> _ИСХОДНЫЙ ТЕКСТ_
В Бамбергской рукописи Генриха П (175) в сцене «Благовещение пастухам» фигуры исполнены сильного движения, ангел с развевающейся' одеждой и испуганный пастух протягивают друг другу руки, как в памятниках каролингской поры. Но драматическое движение Утрехтской псалтири (ср. стр. 305) уступает место торжественно-застылой композиции. Изображение явления ангела пастухам выглядит как поклонение ангелу. Недаром он поставлен строго в центре и значительно превосходит по своим размерам фигуры людей. Чудесное видение, которое еще в каролингскую пору выглядело как личное переживание, выливается здесь в застылую, как догмат, формулу, в геральдическую композицию.

> _УСЛОВИЕ ЗАДАЧИ 1_
Перепишите дословно отрывок текста о Бамбергской рукописи от слов «В Бамбергской рукописи» до слов «в геральдическую композицию.» включительно.

> _ЗАПИСИ_
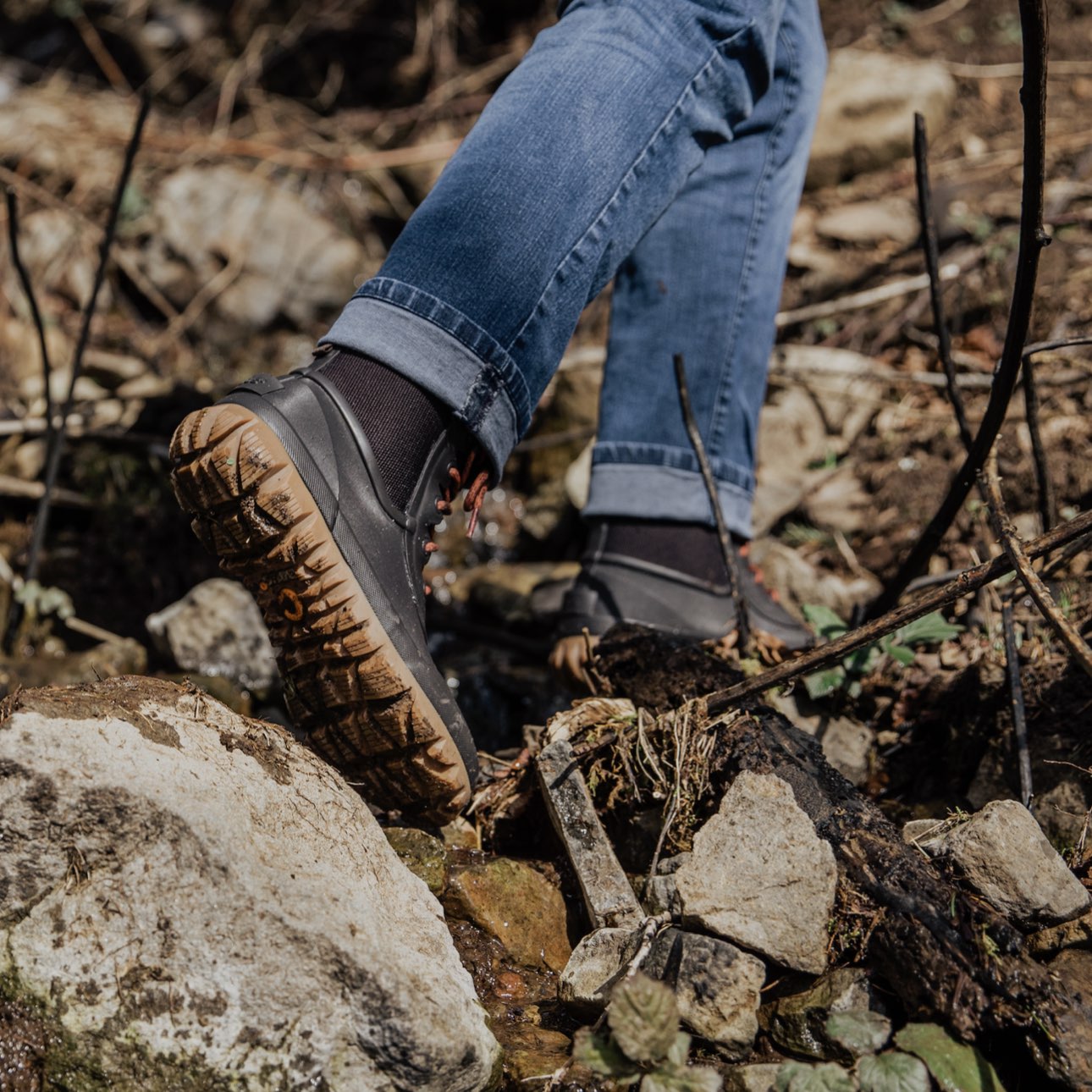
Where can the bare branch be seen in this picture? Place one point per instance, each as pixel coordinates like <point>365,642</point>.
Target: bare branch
<point>1032,240</point>
<point>967,582</point>
<point>1015,550</point>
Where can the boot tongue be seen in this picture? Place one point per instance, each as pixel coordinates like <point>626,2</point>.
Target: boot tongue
<point>403,422</point>
<point>692,549</point>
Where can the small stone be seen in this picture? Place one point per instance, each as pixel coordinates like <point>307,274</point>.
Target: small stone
<point>199,901</point>
<point>662,896</point>
<point>518,906</point>
<point>112,369</point>
<point>1075,934</point>
<point>218,629</point>
<point>422,854</point>
<point>847,745</point>
<point>1008,859</point>
<point>760,876</point>
<point>870,222</point>
<point>1073,968</point>
<point>716,985</point>
<point>147,386</point>
<point>533,1051</point>
<point>590,972</point>
<point>797,1023</point>
<point>759,1078</point>
<point>866,117</point>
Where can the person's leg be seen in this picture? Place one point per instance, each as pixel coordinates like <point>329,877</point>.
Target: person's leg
<point>704,282</point>
<point>576,155</point>
<point>319,489</point>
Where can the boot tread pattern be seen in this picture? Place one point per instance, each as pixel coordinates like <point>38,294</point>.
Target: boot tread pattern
<point>345,684</point>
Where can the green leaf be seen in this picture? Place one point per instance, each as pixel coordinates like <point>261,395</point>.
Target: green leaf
<point>797,1077</point>
<point>601,1054</point>
<point>859,1031</point>
<point>904,655</point>
<point>824,682</point>
<point>861,662</point>
<point>695,1079</point>
<point>955,1066</point>
<point>643,1016</point>
<point>929,629</point>
<point>824,620</point>
<point>892,1072</point>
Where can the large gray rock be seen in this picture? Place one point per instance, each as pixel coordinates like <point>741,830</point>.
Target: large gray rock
<point>797,1023</point>
<point>757,1078</point>
<point>1008,858</point>
<point>188,896</point>
<point>716,985</point>
<point>217,629</point>
<point>286,258</point>
<point>866,118</point>
<point>760,876</point>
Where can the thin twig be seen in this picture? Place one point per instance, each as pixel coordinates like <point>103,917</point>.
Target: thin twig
<point>731,560</point>
<point>25,279</point>
<point>57,449</point>
<point>1015,550</point>
<point>933,267</point>
<point>1047,504</point>
<point>650,927</point>
<point>1032,240</point>
<point>1016,698</point>
<point>967,582</point>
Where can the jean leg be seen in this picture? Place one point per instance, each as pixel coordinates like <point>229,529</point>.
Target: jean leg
<point>576,155</point>
<point>705,282</point>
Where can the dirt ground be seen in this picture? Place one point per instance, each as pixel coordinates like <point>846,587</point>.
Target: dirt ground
<point>274,95</point>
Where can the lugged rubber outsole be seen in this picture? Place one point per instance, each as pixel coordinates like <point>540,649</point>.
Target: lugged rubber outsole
<point>345,684</point>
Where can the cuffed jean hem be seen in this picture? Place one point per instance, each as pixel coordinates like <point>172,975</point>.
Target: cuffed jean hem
<point>430,344</point>
<point>670,494</point>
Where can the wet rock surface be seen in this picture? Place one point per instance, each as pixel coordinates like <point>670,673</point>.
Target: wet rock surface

> _УСЛОВИЕ ЗАДАЧИ 2_
Масштабируйте фрагмент записей от строки, содержащей «Where can the boot tread», до строки, содержащей «<point>892,1072</point>», включая обе, и выведите только эти строки вместе с запросами. Каждую координату точек в ответах умножьте на 1,25 и округлите до целого (половины вверх), а числа в запросах и образцах формата оставьте без изменений.

> _ОТВЕТ 1_
В Бамбергской рукописи Генриха П (175) в сцене «Благовещение пастухам» фигуры исполнены сильного движения, ангел с развевающейся' одеждой и испуганный пастух протягивают друг другу руки, как в памятниках каролингской поры. Но драматическое движение Утрехтской псалтири (ср. стр. 305) уступает место торжественно-застылой композиции. Изображение явления ангела пастухам выглядит как поклонение ангелу. Недаром он поставлен строго в центре и значительно превосходит по своим размерам фигуры людей. Чудесное видение, которое еще в каролингскую пору выглядело как личное переживание, выливается здесь в застылую, как догмат, формулу, в геральдическую композицию.

> _ОТВЕТ 2_
Where can the boot tread pattern be seen in this picture? Place one point per instance, each as pixel coordinates like <point>38,294</point>.
Target: boot tread pattern
<point>431,855</point>
Where can the green leaf be seen in this picture? Place one point per instance, each as pixel coordinates like <point>261,395</point>.
Target: green leaf
<point>996,1346</point>
<point>751,1318</point>
<point>1074,1289</point>
<point>1130,819</point>
<point>1030,853</point>
<point>1076,828</point>
<point>869,1349</point>
<point>1194,1333</point>
<point>804,1270</point>
<point>1161,786</point>
<point>1030,775</point>
<point>1115,1340</point>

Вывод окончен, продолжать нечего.